Word for word, restate the lines that run from the line containing "of the framed" to the last line of the records below.

*** AVAILABLE DATA Section Begins ***

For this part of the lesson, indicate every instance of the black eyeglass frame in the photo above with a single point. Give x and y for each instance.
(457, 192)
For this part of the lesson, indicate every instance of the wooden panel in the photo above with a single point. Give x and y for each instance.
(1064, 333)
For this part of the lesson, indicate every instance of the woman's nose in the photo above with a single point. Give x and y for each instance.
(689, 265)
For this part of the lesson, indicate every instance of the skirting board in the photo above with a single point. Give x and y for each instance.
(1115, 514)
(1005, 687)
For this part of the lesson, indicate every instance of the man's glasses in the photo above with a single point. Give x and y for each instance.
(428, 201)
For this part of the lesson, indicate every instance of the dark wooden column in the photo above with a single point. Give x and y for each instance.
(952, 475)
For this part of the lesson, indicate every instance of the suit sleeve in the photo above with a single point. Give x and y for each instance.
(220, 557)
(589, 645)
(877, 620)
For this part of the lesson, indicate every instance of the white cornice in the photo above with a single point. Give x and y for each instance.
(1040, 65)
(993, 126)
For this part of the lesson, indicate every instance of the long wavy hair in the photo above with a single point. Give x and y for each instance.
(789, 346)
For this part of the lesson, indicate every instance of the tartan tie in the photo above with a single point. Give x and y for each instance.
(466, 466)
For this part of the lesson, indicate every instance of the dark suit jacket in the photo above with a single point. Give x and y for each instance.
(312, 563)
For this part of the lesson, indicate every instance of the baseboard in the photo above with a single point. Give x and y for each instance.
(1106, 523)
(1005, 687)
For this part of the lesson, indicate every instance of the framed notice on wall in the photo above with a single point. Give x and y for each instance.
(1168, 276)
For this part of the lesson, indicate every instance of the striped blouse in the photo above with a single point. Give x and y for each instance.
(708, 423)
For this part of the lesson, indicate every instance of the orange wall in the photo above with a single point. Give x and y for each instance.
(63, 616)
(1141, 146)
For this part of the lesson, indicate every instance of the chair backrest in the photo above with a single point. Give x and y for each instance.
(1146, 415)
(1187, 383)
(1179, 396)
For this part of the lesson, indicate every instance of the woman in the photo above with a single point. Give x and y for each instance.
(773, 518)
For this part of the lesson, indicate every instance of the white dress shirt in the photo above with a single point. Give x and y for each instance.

*** AVAILABLE DATA Section Ends ***

## SOLUTION BELOW
For this part of the lesson, indicate every instance of the framed notice on wall in the photo above with a single point. Give x and y for each instance.
(1168, 276)
For this part of the lesson, indicate every instance of the striped blouse in the photo above with a single point. Give x and y for each instance.
(708, 423)
For this part of the lesson, indicate every instance of the orange wall in the photo above with a single point. Give x and y for each instance.
(63, 616)
(1141, 146)
For this part of the lesson, indicate every instance of the chair backrest in the photo above with a single point. Give x and y for each instance.
(1146, 415)
(1187, 383)
(1179, 396)
For this part of the lesson, indicate every instance of the woman in the photo above with a single point. Give x and y for each instance.
(773, 518)
For this part of the lesson, indicate every instance of the white dress shirt in the photo above with a single point. Give x and y for each instance.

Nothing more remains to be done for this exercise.